[[ STUDY MATERIAL open ]]

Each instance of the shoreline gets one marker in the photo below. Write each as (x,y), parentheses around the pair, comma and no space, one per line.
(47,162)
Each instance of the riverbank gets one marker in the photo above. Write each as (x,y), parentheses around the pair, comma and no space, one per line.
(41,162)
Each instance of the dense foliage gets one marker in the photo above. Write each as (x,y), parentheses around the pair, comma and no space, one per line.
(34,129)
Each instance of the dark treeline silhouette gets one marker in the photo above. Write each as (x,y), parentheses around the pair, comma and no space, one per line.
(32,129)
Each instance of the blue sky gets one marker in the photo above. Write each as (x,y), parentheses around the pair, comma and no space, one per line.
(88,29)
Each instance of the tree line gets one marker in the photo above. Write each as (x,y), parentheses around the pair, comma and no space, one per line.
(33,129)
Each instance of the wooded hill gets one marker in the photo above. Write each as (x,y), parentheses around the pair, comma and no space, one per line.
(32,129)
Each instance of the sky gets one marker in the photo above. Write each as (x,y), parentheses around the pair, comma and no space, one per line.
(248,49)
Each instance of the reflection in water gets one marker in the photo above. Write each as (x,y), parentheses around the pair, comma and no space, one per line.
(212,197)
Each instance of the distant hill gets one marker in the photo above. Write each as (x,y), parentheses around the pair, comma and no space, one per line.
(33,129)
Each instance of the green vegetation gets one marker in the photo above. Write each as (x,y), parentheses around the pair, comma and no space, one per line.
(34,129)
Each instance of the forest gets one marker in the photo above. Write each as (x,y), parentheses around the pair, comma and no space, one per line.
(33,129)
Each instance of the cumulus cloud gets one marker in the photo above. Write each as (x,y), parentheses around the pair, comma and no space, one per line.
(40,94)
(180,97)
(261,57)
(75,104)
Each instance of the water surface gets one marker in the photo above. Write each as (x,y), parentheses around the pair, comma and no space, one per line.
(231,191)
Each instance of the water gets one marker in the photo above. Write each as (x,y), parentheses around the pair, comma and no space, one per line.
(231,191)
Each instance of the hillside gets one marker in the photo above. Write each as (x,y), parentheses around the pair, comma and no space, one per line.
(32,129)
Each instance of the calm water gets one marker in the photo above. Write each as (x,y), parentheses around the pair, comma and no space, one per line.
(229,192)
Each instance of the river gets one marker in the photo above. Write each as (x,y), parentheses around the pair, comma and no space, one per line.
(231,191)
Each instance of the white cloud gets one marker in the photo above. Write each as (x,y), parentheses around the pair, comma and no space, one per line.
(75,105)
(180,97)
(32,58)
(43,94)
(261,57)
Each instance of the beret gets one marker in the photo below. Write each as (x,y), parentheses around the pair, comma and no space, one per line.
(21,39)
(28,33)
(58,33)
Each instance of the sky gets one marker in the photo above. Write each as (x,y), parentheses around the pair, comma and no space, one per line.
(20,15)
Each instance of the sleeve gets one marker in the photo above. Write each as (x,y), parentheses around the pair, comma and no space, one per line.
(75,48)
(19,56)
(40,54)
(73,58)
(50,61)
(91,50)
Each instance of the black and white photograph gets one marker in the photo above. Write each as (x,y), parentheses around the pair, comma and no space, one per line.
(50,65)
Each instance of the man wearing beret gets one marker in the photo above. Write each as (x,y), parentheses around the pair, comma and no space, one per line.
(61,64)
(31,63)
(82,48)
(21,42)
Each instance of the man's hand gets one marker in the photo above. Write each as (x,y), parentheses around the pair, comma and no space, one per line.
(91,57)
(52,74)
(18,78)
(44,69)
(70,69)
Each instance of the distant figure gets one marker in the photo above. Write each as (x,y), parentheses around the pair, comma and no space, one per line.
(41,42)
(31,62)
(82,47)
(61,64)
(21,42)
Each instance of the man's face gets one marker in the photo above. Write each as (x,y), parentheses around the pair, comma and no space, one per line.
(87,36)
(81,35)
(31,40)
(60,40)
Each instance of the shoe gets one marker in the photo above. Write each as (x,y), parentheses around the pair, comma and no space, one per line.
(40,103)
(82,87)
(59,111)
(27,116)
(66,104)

[[ STUDY MATERIAL closed ]]

TASK TO COMPLETE:
Reproduce each line of the entries above from the one containing "Each instance of the sleeve" through the last, exactly, and no other line.

RESULT OF THIS EXERCISE:
Each instance of the sleeve gets one marker in the photo above. Write each as (x,y), parentheses around the pair, comma and no space, one per line.
(75,48)
(19,56)
(40,54)
(73,58)
(50,61)
(91,50)
Each instance of the black and white photograph gets one marker in the photo above. Write each as (x,y), parentheses around the pair, comma and no space, one per line.
(50,65)
Each instance of the man wearing beret gets one marker in the photo above. Write each as (x,y), parentheses around the pair, comma and no space, one per line.
(61,64)
(31,63)
(82,48)
(21,42)
Each instance of the man's hand gets one marker in the photo above. Write each as (x,y), parentheses around the pair, comma and no space, one per line.
(91,57)
(52,74)
(18,78)
(44,69)
(70,69)
Each instance of the distant figure gets one marker in the photo above. Write each as (x,y), parentheses around the pair, comma and no space, one per line.
(41,42)
(31,62)
(82,47)
(61,64)
(21,42)
Each instance of the man's face gets one marker in the photo above. Write each as (x,y), parentheses around the pair, comma and no space, one per line.
(87,36)
(81,35)
(31,40)
(60,40)
Each instance of the shoe gets one marker in the photo above. Write each as (x,y), parentheses around the pair, comma and no space, one per line.
(40,103)
(82,87)
(59,111)
(27,116)
(66,104)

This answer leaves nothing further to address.